### PROBLEM DESCRIPTION
Print back each record unchanged, without pictures.

________________

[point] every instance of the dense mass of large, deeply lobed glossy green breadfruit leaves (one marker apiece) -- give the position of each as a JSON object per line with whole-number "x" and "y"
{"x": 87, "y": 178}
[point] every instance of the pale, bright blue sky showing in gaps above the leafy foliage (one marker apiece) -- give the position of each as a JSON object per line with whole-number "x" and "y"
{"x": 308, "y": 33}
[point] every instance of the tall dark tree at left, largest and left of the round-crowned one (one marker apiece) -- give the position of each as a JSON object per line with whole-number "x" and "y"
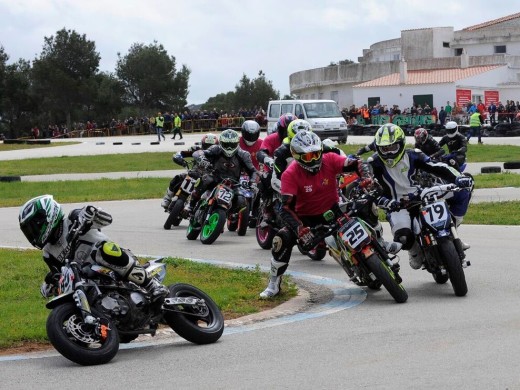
{"x": 64, "y": 74}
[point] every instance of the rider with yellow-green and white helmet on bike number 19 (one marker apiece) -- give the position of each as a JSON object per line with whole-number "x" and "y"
{"x": 394, "y": 167}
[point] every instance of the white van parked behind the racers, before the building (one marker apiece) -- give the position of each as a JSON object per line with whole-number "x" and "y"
{"x": 323, "y": 115}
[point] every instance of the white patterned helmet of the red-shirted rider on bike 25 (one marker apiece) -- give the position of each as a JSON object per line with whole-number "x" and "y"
{"x": 307, "y": 149}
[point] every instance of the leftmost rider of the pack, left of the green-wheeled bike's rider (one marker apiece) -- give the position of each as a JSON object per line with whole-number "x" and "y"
{"x": 198, "y": 169}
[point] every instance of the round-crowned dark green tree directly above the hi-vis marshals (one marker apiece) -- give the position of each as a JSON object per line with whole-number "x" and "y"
{"x": 150, "y": 79}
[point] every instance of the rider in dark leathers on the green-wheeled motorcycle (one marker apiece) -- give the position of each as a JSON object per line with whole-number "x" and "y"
{"x": 228, "y": 161}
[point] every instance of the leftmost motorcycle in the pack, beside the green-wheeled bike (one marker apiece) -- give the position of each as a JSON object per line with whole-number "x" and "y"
{"x": 184, "y": 190}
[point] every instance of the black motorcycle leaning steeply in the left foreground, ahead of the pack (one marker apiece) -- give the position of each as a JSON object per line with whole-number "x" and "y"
{"x": 95, "y": 310}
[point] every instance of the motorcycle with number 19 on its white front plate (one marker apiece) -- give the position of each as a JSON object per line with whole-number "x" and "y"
{"x": 437, "y": 236}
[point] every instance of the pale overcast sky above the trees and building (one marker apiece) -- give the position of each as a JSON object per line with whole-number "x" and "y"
{"x": 220, "y": 40}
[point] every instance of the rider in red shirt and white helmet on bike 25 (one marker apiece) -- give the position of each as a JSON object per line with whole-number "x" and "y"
{"x": 309, "y": 188}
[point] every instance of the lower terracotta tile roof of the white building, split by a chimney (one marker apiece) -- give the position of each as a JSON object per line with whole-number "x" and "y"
{"x": 428, "y": 76}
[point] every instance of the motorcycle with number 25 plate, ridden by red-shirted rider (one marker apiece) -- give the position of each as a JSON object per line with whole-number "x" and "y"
{"x": 354, "y": 244}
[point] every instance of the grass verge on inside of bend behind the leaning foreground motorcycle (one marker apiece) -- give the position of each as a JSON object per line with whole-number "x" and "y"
{"x": 23, "y": 309}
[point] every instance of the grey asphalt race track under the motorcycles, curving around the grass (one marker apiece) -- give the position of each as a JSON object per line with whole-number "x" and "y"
{"x": 348, "y": 339}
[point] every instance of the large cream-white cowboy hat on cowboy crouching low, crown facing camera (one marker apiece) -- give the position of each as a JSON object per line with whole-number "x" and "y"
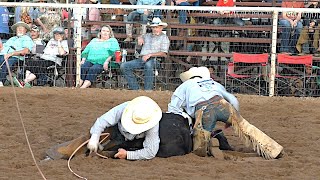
{"x": 140, "y": 115}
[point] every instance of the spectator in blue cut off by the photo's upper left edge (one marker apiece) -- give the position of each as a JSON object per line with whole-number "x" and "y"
{"x": 4, "y": 20}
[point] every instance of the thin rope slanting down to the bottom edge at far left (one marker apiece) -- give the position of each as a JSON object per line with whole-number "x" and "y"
{"x": 21, "y": 120}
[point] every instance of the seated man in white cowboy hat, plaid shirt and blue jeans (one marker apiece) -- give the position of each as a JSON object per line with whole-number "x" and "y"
{"x": 155, "y": 44}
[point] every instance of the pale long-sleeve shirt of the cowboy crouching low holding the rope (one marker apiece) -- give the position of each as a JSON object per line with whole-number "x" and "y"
{"x": 113, "y": 117}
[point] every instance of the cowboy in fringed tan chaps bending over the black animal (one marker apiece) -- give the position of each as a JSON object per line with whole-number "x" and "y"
{"x": 208, "y": 102}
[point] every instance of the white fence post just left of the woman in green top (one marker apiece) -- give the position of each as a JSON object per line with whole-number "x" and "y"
{"x": 77, "y": 26}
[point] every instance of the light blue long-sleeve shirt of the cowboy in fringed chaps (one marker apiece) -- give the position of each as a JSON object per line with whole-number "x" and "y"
{"x": 194, "y": 91}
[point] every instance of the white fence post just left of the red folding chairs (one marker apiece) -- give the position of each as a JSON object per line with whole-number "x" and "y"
{"x": 273, "y": 52}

________________

### ANSWER BOX
[point] every instance of the dense mass of large, deeply lobed glossy green breadfruit leaves (one marker apiece) -- give the position of each as a JSON object per line with whole-number "x" and "y"
{"x": 87, "y": 178}
[point] every instance of the pale, bright blue sky showing in gaps above the leafy foliage (one marker apiece) -- give the position of each as a JSON object per line with whole-number "x" and "y"
{"x": 308, "y": 33}
[point] every instance of the tall dark tree at left, largest and left of the round-crowned one (one marker apiece) -- give the position of each as a JSON object per line with whole-number "x" and "y"
{"x": 64, "y": 74}
[point] every instance of the rider with yellow-green and white helmet on bike number 19 (one marker apiece) -- give the position of each as a JSON object per line with whole-number "x" and "y"
{"x": 394, "y": 167}
[point] every instance of the white van parked behind the racers, before the building (one marker apiece) -- give the position of each as a JSON object per line with whole-number "x" and "y"
{"x": 323, "y": 115}
[point] every instance of the white patterned helmet of the red-shirted rider on bike 25 (one marker apiece) -- give the position of each as a JSON object per line with whole-number "x" and "y"
{"x": 307, "y": 149}
[point] every instance of the leftmost rider of the pack, left of the green-wheeled bike's rider (one marker apiece) -- give the position of each as a JSON object per line with whole-number "x" and "y"
{"x": 198, "y": 169}
[point] every instance of the round-crowned dark green tree directly above the hi-vis marshals (one marker apiece) -- give the position of each as a JSON object per line with whole-number "x" and "y"
{"x": 150, "y": 79}
[point] every instance of the rider in dark leathers on the green-wheeled motorcycle (one marker apiece) -- give the position of each as a JSON object per line with whole-number "x" and "y"
{"x": 228, "y": 161}
[point] every instance of the leftmost motorcycle in the pack, beside the green-wheeled bike (one marker apiece) -- give the position of each as a JSON object per line with whole-number "x" and "y"
{"x": 184, "y": 190}
[point] every instance of the black motorcycle leaning steeply in the left foreground, ahead of the pack (one marker apiece) -- give the position of each as a JSON object per line with whole-number "x" and "y"
{"x": 95, "y": 310}
[point] every instance of the motorcycle with number 19 on its white front plate (one marker apiece) -- give the position of each as a JSON object per line with whole-number "x" and "y"
{"x": 437, "y": 236}
[point] every instance of the pale overcast sky above the trees and building (one marker apiece) -- give the position of each as a JSON object per line with whole-number "x" and "y"
{"x": 220, "y": 40}
[point] every instance of the rider in red shirt and white helmet on bike 25 (one marker apiece) -- give the position of each as a JSON object per line with whole-number "x" and "y"
{"x": 309, "y": 188}
[point] every instance of the lower terracotta tile roof of the white building, split by a chimney (one marker apiece) -- give the position of each as a JSON object per line with whole-number "x" and "y"
{"x": 428, "y": 76}
[point] every instance of the motorcycle with number 25 plate, ridden by red-shirted rider (one marker apiece) -- give the position of each as a JSON object per line with whole-number "x" and "y"
{"x": 354, "y": 244}
[point] every instance of the grass verge on inside of bend behind the leaning foreground motorcycle (one marker apiece) -- give the position of each as a JSON object per line with whole-number "x" and "y"
{"x": 23, "y": 309}
[point] every instance of the grey asphalt race track under the motorcycles, curving around the grass (one marker apiece) -- give the position of each as a JSON object per line with whole-number "x" and "y"
{"x": 348, "y": 339}
[point] every instance of the large cream-white cowboy hat on cowboy crouching low, crown facing camera (one marker apiece) -- give the position of each as a JSON object per line with whole-number "x" and "y"
{"x": 140, "y": 115}
[point] every instance of the spectator in blue cut off by the photo's upper left edge (one marker apiece) -- give the position of each as a JSON object per line with whole-number "x" and "y"
{"x": 4, "y": 20}
[point] every instance of the thin rope slanting down to the bottom edge at far left (one marker apiece) -- give the position of each as a JSON object per line with whole-number "x" and "y"
{"x": 21, "y": 120}
[point] every instance of the seated man in white cowboy hat, plaid shirt and blue jeans (one marker apiece) -- give the position of each as a JSON object per line with whole-number "x" and "y"
{"x": 155, "y": 44}
[point] every instance of the pale long-sleeve shirt of the cowboy crouching low holding the rope (one marker apiece) -- give the position of each as a JSON object per line with whole-number "x" and "y"
{"x": 113, "y": 117}
[point] every instance of the cowboy in fringed tan chaps bending over the black animal (one marker apiece) -- give the position of each as a JSON object per line with whole-number "x" and "y"
{"x": 208, "y": 102}
[point] every instance of the white fence post just left of the woman in green top (one marker apiece) -- give the position of each as a JSON object per line with whole-number "x" and "y"
{"x": 77, "y": 26}
[point] every instance of the light blue long-sleeve shirt of the cowboy in fringed chaps (one marker apiece) -- give the position of each as a JSON object per line with whole-number "x" and "y"
{"x": 194, "y": 91}
[point] every instance of the white fence post just left of the red folding chairs (one marker apiece) -- give the position of each as a JSON object per line with whole-number "x" and "y"
{"x": 273, "y": 52}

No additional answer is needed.